_EXERCISE OBJECTIVE:_ Repeat each line exactly as it is written.

_Dataset rows on where objects appear:_
━━━━━━━━━━━━━━━━━━━━━━━━━━━━━━

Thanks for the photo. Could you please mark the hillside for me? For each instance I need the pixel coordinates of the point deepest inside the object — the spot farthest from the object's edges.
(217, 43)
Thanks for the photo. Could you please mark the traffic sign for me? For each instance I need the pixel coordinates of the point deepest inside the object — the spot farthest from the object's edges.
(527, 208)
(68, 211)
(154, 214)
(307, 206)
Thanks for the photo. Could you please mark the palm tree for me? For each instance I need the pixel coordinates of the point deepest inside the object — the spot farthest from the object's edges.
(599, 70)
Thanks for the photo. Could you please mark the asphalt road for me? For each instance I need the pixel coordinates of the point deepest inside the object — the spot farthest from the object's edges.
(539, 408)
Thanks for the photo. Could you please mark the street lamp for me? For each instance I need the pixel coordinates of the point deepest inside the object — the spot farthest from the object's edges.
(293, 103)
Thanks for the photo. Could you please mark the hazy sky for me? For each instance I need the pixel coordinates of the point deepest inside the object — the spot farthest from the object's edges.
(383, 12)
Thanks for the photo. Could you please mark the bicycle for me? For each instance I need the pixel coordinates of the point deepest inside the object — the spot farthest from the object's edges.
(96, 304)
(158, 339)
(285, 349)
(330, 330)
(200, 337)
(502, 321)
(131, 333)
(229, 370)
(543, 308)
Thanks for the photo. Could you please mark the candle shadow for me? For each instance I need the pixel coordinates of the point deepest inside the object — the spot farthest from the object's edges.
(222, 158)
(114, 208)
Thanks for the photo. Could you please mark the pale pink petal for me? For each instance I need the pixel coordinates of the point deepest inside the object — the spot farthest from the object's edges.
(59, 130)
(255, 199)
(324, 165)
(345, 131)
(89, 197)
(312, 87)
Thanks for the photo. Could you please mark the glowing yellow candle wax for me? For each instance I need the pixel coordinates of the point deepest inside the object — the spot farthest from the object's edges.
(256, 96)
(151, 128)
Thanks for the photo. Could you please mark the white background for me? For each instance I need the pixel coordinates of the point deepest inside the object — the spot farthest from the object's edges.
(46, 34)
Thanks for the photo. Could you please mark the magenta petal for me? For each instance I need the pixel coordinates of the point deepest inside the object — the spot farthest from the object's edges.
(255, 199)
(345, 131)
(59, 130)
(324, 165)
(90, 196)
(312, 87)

━━━━━━━━━━━━━━━━━━━━━━━━━━━━━━

_TASK OUTPUT:_
Thanks for the photo. Could you please mark the hillside for me? For each instance I need the pixel coordinates of the point deepest inside the object — the spot farthest from the object's edges.
(217, 43)
Thanks for the photo. Could you please mark the traffic sign for me? For each instance I need the pixel coordinates of the point deepest inside the object — the spot farthest from the object's edges.
(527, 208)
(68, 211)
(154, 214)
(307, 206)
Thanks for the photo. Could you please mark the palm tree for me? For each instance I need the pixel coordinates of the point deepest inside the object — the spot farthest from the object's edges.
(599, 70)
Thanks for the photo. Could you please mark the asphalt road for me? For each instance I need the pixel coordinates of the point deepest inside the object — the spot farthest from the object's edges.
(539, 408)
Thanks for the photo. Could you please mark the street lamp for me? For each instance I need the pixel coordinates of the point deepest inside the object — the spot farthest from the object's edges.
(293, 103)
Thanks for the photo. Could you please mark the hazy sky for me? For each instance I need the pixel coordinates of the point deepest inside the object — the spot farthest from the object's edges.
(383, 12)
Thanks for the photo. Could you please mark the bicycle for me? For each instance I need the pixel coordinates of the point deepest inside the object — the spot farthest from the object's edges.
(96, 304)
(158, 339)
(285, 349)
(330, 330)
(200, 337)
(502, 321)
(131, 333)
(229, 370)
(543, 308)
Thanks for the photo. Could you please mark the candle shadow for me? For each instance I need the pixel coordinates of the point deepest inside the object — the spot farthest from the object's edges.
(222, 158)
(114, 208)
Thanks for the photo. Could you please mark the pale pink petal for me? For each instance I need the pixel coordinates of the point deepest inside the object — the spot farthest from the object's edges.
(59, 130)
(255, 199)
(324, 165)
(345, 131)
(89, 197)
(312, 87)
Thanks for the photo. Could you please mark the glowing yellow candle wax for me? For each instance I need the pixel coordinates of the point deepest inside the object — the spot farthest from the object's edges.
(256, 96)
(151, 128)
Thanks for the photo. Could you please mark the white background for me? For each instance I need the pixel coordinates of the point deepest inside the object — the spot farthest from the object's edges.
(46, 34)
Thanks for the photo. Could you please mark the magenta petal for me? For each instance I need the pixel coordinates of the point deepest inside the object — the spot farthest from the object's edges.
(255, 199)
(345, 131)
(59, 130)
(324, 165)
(90, 196)
(312, 87)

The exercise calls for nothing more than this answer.